**Exercise aim**
Copy the records below word for word, beginning at their first line and ending with the line that contains "top-left (355, 241), bottom-right (398, 301)", including that line.

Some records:
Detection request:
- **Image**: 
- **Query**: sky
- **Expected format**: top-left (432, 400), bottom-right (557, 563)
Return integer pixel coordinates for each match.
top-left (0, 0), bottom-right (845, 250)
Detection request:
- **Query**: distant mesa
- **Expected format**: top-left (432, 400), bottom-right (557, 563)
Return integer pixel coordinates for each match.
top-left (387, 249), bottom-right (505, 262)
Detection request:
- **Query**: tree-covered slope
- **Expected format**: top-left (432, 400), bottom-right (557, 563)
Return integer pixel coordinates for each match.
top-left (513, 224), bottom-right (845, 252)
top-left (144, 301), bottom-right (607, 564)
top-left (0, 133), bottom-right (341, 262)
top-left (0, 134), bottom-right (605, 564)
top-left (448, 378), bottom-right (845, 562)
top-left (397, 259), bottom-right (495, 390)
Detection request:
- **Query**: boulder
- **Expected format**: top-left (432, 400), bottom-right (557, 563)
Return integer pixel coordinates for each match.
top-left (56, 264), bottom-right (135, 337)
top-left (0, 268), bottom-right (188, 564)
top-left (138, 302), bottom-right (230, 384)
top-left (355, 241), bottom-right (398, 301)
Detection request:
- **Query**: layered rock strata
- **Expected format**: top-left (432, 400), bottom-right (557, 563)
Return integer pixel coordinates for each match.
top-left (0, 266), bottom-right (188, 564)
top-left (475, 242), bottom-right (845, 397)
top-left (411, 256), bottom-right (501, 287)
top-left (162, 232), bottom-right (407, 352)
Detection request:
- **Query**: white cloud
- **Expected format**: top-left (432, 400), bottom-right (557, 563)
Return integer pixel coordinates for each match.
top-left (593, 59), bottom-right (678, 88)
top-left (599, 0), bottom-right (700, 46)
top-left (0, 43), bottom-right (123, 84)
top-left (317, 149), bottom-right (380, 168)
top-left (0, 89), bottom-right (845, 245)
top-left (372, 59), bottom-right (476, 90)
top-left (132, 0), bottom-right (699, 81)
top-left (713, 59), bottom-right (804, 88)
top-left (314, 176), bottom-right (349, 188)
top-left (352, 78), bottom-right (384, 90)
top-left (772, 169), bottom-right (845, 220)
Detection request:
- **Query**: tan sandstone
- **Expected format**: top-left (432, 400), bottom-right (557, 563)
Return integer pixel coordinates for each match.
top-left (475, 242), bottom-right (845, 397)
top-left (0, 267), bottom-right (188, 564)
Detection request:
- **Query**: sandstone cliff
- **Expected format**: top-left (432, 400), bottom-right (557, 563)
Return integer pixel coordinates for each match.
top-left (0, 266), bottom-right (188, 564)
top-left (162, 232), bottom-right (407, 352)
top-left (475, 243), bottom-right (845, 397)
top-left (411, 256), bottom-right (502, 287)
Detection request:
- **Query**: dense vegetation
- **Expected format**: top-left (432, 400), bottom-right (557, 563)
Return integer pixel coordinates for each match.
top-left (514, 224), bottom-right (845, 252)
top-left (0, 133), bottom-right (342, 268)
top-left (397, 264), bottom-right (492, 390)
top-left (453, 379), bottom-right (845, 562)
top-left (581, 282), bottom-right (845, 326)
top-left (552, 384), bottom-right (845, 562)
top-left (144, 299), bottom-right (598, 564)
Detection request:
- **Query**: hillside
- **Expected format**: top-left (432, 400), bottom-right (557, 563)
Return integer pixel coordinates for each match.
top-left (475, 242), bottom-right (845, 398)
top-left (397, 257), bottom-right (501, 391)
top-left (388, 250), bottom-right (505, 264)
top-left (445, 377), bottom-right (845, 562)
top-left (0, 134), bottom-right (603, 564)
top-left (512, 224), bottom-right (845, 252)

**Response below**
Detection request:
- **Image**: 
- **Query**: sky
- **Expected format**: top-left (432, 400), bottom-right (557, 563)
Return integer pixel coordinates for each match.
top-left (0, 0), bottom-right (845, 250)
Detection request:
- **Query**: distant mesa
- **Expected format**: top-left (432, 400), bottom-right (557, 563)
Return integer pixel coordinates for each match.
top-left (387, 249), bottom-right (505, 262)
Detection request:
- **Query**: tree-covered slope
- **Expected format**: top-left (432, 400), bottom-right (557, 563)
Return integer pixel coordinates for each match.
top-left (513, 224), bottom-right (845, 252)
top-left (144, 301), bottom-right (607, 564)
top-left (0, 133), bottom-right (341, 262)
top-left (0, 134), bottom-right (605, 564)
top-left (448, 378), bottom-right (845, 562)
top-left (397, 259), bottom-right (495, 390)
Detection request:
- **Query**: boulder
- **Expected format**: top-left (432, 400), bottom-right (557, 563)
Return integer pixel coordinates for each match.
top-left (56, 264), bottom-right (135, 337)
top-left (0, 268), bottom-right (188, 564)
top-left (138, 302), bottom-right (230, 384)
top-left (355, 241), bottom-right (398, 301)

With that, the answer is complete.